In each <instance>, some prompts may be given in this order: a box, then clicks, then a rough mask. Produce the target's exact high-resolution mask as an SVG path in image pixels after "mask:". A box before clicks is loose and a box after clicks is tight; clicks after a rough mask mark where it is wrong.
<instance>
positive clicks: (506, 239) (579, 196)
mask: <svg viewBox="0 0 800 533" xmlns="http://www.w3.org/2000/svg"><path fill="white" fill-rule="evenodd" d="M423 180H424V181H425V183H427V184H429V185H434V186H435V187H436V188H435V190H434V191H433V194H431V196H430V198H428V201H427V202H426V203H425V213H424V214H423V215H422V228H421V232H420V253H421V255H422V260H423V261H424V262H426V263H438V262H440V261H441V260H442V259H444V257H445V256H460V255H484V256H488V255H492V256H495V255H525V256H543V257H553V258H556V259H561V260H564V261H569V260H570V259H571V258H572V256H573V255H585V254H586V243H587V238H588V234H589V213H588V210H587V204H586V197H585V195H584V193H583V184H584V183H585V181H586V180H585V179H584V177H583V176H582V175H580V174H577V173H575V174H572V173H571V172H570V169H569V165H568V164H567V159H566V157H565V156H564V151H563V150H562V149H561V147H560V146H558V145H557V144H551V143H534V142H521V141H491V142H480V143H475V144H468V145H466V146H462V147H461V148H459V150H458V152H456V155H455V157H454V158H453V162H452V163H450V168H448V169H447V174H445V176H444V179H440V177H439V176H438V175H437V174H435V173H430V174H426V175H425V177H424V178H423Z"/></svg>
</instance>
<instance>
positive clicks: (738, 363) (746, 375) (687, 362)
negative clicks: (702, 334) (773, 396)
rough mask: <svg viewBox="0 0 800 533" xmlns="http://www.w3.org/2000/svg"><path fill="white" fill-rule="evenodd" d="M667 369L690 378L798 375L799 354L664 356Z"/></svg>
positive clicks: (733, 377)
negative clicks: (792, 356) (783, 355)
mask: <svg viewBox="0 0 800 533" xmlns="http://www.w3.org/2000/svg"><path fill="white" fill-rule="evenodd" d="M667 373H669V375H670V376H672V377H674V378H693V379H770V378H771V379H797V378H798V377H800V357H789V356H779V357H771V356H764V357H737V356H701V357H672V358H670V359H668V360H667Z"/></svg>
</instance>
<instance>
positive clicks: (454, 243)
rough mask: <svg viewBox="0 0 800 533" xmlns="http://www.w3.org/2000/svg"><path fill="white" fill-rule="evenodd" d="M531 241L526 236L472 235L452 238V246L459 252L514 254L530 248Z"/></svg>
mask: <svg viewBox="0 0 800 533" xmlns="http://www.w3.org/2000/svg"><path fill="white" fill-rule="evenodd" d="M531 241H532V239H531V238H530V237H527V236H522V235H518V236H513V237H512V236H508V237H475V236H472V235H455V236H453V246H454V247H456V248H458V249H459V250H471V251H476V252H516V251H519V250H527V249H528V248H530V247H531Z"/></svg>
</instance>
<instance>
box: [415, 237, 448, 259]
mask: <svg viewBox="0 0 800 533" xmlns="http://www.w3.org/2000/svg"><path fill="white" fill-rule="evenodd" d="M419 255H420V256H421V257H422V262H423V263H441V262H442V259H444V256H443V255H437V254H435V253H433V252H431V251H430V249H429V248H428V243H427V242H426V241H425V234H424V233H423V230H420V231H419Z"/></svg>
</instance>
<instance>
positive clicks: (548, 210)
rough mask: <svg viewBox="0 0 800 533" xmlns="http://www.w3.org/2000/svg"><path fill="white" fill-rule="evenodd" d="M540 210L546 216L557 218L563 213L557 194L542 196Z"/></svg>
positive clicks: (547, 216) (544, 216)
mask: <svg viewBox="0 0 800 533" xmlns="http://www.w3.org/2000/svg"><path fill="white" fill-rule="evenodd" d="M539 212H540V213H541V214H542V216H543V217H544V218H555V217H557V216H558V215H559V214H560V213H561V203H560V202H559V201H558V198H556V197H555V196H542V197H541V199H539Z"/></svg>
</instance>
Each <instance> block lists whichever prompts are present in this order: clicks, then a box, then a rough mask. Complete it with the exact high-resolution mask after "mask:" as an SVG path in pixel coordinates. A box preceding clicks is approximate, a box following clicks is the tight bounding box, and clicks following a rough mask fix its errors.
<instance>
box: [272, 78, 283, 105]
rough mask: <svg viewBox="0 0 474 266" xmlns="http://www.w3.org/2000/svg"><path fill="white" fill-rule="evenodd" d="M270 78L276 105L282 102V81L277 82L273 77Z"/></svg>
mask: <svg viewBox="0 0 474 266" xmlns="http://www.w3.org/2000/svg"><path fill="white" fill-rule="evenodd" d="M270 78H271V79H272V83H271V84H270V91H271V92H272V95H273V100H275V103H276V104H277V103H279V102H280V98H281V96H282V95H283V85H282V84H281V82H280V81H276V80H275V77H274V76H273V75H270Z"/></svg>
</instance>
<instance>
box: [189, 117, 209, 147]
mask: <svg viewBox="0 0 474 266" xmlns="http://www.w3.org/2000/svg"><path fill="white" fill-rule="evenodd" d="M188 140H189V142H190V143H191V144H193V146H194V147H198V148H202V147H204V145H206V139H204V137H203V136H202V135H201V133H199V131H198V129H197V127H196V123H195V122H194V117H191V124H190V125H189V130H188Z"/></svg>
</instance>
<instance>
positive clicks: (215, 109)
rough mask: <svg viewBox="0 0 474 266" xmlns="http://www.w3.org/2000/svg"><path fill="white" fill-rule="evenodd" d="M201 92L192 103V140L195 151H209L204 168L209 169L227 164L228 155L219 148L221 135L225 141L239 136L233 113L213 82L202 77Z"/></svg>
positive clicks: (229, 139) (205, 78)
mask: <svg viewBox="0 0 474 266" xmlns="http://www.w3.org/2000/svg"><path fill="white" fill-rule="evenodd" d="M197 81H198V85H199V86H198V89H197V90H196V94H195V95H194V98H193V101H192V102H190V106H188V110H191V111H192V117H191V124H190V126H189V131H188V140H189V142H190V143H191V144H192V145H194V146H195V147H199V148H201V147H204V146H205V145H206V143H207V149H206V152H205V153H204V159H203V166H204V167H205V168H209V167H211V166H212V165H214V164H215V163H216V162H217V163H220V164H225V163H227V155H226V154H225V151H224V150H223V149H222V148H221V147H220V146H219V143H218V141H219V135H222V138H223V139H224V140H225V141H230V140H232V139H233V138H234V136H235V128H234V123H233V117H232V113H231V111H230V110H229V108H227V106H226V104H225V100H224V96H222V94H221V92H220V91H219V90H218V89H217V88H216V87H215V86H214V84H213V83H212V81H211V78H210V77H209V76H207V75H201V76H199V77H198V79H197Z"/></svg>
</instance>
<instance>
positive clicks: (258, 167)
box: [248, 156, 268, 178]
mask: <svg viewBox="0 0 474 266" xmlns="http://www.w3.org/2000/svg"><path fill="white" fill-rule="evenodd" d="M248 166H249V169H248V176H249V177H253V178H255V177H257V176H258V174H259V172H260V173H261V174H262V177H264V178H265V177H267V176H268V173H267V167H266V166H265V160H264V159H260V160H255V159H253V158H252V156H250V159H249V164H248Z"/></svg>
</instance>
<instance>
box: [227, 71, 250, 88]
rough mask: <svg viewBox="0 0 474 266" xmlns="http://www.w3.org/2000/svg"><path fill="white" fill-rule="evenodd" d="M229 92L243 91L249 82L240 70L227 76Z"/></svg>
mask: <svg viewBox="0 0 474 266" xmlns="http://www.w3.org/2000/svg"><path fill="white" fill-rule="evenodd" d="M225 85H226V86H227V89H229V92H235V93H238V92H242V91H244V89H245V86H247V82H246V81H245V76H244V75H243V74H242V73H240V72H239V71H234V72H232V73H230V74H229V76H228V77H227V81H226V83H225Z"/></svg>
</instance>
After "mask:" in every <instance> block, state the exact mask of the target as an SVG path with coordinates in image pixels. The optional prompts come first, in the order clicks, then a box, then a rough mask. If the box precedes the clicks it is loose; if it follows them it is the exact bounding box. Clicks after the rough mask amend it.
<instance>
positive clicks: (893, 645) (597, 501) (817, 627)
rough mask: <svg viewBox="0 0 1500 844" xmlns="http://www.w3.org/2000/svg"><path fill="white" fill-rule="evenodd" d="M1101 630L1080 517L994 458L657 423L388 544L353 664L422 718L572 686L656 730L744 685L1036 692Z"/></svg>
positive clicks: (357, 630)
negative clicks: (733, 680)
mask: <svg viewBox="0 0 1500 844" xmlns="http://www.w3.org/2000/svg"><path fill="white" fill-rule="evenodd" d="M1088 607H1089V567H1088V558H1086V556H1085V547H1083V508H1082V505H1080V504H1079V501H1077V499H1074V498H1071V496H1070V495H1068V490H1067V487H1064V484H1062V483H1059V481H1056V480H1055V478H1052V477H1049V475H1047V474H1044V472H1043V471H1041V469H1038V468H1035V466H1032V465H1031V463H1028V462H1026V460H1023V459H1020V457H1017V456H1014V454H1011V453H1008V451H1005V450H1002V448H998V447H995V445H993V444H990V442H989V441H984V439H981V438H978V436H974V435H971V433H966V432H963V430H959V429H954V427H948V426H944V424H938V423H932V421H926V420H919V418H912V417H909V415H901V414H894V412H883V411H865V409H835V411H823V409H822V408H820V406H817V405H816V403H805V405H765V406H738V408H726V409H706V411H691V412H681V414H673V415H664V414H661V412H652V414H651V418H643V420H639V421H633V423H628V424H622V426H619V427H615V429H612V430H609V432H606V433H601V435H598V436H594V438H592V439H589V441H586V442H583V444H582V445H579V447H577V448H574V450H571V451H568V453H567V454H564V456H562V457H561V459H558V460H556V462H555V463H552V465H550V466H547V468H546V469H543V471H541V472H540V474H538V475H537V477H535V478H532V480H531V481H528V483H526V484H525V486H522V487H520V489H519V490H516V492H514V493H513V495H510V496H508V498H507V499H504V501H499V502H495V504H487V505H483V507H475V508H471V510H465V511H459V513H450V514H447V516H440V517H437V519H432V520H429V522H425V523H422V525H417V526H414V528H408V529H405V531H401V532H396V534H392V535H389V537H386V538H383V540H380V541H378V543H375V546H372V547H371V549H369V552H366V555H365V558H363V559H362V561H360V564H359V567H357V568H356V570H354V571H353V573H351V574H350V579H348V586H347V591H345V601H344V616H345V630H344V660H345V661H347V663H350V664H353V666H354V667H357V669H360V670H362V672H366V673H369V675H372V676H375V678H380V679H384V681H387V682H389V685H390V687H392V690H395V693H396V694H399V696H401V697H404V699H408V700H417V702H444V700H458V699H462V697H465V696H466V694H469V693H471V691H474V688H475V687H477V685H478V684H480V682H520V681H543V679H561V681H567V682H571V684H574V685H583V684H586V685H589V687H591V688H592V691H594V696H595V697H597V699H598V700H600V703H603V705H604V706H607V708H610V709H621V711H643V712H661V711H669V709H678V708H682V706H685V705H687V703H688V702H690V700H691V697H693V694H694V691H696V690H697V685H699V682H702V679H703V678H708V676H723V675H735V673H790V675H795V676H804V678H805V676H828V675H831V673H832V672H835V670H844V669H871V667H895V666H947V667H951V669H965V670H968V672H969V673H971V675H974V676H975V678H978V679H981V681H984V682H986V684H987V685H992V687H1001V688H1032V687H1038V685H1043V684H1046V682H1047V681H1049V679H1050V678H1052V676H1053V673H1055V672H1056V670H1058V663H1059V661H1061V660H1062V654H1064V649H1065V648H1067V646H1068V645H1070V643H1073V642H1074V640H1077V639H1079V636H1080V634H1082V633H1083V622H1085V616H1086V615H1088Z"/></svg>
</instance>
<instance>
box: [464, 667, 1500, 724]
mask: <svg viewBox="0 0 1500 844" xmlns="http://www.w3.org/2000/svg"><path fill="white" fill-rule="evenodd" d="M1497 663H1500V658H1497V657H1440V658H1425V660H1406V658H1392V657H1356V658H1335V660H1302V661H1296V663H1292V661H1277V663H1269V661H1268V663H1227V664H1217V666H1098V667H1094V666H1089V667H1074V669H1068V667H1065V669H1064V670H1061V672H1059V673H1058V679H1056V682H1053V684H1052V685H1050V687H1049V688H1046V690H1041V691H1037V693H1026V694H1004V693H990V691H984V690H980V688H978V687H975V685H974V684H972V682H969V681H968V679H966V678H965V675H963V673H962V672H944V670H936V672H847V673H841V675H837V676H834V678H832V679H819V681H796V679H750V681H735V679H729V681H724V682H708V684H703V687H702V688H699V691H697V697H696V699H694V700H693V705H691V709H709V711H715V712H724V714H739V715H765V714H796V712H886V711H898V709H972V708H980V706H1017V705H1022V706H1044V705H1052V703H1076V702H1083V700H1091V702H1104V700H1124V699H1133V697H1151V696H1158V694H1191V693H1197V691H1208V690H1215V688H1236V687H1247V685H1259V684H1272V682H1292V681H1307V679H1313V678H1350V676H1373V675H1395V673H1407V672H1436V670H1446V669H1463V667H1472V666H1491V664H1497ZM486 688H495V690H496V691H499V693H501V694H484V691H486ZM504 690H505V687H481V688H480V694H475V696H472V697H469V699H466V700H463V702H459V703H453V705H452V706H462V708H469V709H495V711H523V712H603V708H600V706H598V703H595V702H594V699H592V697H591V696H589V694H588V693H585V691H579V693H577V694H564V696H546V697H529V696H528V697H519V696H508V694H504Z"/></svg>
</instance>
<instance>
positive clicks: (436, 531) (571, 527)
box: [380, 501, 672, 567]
━━━━━━━━
* **What is being asked**: Reproduce the items word for word, starting at their first line and ending at the line that contains "positive clicks: (506, 239) (579, 196)", with both of those lines included.

* **Result**:
In each <instance>, some prompts may be given in this order: a box, then clicks, then a rough mask. Produce the target's exact high-resolution mask as an SVG path in image pixels after "mask:". A box before clicks is loose and a box after clicks is tight; clicks after a rough mask mark where it is wrong.
<instance>
positive clicks: (506, 239) (579, 196)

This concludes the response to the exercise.